__Exercise prompt__
Display every line of the records below that contains the string "water".

__Segmentation records__
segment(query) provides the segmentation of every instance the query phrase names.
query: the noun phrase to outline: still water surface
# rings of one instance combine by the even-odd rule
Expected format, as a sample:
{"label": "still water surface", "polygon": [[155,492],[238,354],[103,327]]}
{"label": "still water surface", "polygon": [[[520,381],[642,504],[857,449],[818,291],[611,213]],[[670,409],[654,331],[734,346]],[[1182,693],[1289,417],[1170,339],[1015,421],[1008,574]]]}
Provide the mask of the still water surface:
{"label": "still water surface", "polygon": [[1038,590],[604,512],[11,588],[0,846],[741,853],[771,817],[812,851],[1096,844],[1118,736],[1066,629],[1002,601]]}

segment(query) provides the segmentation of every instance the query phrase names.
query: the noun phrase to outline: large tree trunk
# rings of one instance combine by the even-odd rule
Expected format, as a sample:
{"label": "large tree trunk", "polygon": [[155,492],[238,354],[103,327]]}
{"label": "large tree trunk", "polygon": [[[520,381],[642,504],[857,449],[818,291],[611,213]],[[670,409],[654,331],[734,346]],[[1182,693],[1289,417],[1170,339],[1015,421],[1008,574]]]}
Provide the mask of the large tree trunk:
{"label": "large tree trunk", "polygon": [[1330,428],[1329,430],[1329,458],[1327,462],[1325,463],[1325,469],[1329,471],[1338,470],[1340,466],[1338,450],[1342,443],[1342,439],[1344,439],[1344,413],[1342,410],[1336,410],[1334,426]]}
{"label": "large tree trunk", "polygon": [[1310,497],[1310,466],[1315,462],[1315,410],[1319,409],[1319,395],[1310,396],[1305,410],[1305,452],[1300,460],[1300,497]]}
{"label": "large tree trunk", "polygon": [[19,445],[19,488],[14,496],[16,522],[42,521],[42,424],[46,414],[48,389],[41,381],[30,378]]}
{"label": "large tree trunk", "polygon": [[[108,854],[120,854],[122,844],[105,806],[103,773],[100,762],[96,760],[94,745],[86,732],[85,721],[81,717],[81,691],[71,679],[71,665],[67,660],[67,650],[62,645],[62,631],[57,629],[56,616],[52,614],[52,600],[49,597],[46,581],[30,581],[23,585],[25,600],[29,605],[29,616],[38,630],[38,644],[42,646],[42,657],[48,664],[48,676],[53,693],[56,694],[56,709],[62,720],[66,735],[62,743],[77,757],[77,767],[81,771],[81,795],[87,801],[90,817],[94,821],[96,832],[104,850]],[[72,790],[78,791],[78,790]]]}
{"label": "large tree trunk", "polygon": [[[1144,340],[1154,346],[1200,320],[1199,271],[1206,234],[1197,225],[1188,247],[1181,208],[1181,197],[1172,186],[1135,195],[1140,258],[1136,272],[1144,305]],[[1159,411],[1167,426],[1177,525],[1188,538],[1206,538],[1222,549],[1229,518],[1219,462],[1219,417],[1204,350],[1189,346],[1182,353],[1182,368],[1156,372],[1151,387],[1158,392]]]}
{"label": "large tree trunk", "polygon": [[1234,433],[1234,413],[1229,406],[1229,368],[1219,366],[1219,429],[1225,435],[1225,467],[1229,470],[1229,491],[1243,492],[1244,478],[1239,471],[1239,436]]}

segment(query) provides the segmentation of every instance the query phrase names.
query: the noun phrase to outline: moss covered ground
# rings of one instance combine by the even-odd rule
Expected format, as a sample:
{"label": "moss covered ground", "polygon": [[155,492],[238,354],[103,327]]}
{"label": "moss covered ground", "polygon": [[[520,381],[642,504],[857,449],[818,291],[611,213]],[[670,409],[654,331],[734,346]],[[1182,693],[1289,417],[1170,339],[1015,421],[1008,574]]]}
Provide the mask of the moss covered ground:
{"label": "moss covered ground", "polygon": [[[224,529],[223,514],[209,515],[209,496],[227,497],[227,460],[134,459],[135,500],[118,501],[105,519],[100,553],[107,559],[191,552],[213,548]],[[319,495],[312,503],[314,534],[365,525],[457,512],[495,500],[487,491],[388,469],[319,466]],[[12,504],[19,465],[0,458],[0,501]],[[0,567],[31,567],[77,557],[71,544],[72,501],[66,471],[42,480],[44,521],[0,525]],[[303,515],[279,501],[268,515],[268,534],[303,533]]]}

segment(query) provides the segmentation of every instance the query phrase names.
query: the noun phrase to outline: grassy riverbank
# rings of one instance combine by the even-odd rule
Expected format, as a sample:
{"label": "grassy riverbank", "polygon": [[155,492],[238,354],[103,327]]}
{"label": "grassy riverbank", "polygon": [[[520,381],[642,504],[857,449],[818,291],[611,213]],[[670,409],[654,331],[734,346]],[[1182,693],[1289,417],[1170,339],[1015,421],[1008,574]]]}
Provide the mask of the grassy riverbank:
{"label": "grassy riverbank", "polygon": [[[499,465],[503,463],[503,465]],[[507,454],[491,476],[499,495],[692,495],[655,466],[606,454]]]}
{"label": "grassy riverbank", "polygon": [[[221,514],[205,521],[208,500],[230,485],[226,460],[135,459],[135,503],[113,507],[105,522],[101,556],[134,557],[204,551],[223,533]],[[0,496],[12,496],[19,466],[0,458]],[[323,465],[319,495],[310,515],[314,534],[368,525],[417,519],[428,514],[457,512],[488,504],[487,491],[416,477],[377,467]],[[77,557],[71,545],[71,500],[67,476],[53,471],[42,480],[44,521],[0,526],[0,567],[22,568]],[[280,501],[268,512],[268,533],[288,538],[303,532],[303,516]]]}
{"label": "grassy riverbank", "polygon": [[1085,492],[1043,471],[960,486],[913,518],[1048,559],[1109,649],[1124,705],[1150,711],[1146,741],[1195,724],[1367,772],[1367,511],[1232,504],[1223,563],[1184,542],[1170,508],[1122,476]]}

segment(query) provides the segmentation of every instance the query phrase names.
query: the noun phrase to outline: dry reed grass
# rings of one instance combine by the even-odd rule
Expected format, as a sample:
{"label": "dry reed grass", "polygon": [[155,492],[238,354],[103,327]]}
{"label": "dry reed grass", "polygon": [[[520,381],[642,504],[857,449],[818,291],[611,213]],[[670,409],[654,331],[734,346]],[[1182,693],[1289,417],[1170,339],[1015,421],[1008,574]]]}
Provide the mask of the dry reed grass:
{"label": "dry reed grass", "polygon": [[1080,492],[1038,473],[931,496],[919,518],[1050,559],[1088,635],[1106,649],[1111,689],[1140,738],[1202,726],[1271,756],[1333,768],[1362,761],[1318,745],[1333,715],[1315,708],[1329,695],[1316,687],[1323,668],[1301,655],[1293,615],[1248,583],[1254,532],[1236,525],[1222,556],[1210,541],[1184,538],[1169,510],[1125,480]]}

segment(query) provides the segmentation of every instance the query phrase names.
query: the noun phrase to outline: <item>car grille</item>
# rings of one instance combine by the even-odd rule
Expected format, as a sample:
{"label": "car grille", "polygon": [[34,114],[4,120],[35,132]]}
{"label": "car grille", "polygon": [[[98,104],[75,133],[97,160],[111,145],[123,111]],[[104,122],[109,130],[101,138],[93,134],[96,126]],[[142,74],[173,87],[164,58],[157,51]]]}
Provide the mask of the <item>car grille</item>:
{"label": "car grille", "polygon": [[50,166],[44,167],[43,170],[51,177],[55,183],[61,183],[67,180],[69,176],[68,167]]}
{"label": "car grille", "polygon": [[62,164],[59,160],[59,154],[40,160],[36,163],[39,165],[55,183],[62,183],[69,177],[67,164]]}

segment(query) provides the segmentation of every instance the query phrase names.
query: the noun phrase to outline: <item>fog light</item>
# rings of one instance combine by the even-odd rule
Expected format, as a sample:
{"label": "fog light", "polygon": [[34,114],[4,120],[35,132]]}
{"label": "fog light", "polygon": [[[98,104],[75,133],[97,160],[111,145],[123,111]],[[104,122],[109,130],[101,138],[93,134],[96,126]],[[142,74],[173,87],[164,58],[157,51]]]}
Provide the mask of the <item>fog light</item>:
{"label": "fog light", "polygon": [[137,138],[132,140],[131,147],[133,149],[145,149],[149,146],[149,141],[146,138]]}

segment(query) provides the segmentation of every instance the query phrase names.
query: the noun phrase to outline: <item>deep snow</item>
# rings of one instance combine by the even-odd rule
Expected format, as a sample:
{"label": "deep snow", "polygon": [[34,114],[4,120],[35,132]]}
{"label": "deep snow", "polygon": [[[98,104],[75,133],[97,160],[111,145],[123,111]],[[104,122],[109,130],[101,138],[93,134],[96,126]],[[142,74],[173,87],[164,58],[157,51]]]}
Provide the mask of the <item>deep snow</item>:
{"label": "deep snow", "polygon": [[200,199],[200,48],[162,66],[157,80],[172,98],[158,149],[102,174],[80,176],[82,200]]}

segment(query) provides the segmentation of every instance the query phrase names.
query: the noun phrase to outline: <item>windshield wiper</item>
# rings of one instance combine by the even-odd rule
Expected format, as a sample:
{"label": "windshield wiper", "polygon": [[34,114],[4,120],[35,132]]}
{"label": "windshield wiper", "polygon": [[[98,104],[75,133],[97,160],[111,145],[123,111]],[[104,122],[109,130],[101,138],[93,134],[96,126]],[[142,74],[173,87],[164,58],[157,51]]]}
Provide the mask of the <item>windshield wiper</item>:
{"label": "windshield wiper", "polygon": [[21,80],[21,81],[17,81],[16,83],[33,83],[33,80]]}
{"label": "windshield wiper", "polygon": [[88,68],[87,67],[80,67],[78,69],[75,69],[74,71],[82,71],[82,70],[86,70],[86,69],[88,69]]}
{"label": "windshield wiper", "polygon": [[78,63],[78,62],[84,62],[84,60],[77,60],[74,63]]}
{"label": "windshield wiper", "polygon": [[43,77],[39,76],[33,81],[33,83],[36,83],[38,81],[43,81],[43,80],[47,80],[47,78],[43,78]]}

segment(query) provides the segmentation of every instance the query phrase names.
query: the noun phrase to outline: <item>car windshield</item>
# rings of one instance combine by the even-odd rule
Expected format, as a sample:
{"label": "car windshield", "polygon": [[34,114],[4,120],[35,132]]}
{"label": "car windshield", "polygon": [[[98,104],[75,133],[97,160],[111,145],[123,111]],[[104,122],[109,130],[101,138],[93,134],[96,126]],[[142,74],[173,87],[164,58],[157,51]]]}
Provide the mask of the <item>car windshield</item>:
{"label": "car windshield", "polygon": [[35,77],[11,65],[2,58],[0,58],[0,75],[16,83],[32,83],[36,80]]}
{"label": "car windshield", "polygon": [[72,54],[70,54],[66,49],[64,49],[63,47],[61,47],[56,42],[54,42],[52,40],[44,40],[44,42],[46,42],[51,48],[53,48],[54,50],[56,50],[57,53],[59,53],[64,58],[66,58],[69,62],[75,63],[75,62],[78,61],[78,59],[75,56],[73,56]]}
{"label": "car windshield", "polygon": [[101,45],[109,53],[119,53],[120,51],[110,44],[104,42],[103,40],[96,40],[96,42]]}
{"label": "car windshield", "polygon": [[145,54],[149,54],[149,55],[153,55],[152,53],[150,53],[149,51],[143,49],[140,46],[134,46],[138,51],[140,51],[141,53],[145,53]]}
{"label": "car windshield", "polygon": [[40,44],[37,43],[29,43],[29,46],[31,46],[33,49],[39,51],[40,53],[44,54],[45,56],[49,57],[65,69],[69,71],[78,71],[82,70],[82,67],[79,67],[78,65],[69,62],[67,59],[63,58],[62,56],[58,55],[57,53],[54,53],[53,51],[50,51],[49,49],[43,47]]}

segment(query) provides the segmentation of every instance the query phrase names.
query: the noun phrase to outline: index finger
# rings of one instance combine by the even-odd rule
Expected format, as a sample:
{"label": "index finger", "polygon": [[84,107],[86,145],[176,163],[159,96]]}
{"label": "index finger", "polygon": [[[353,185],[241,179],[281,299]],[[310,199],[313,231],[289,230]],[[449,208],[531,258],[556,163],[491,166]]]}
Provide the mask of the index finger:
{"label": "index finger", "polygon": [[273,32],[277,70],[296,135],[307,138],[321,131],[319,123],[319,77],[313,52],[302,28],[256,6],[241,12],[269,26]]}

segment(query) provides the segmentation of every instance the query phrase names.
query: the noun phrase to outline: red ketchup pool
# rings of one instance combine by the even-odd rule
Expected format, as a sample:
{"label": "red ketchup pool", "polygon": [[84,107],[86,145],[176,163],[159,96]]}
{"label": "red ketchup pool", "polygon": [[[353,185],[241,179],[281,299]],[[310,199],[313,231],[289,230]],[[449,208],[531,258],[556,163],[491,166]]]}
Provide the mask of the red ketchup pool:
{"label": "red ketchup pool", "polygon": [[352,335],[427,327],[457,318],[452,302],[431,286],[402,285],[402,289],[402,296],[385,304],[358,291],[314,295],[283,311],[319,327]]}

__The output__
query: the noun phrase to outline: still water surface
{"label": "still water surface", "polygon": [[155,492],[238,354],[103,327]]}
{"label": "still water surface", "polygon": [[[520,381],[642,504],[857,449],[818,291],[611,213]],[[670,409],[654,331],[734,346]],[[1182,693],[1289,417],[1170,339],[1015,421],[1008,574]]]}
Provide the mask of the still water surface:
{"label": "still water surface", "polygon": [[1038,590],[604,512],[11,588],[0,846],[741,853],[771,817],[812,851],[1096,844],[1118,736],[1066,629],[1002,601]]}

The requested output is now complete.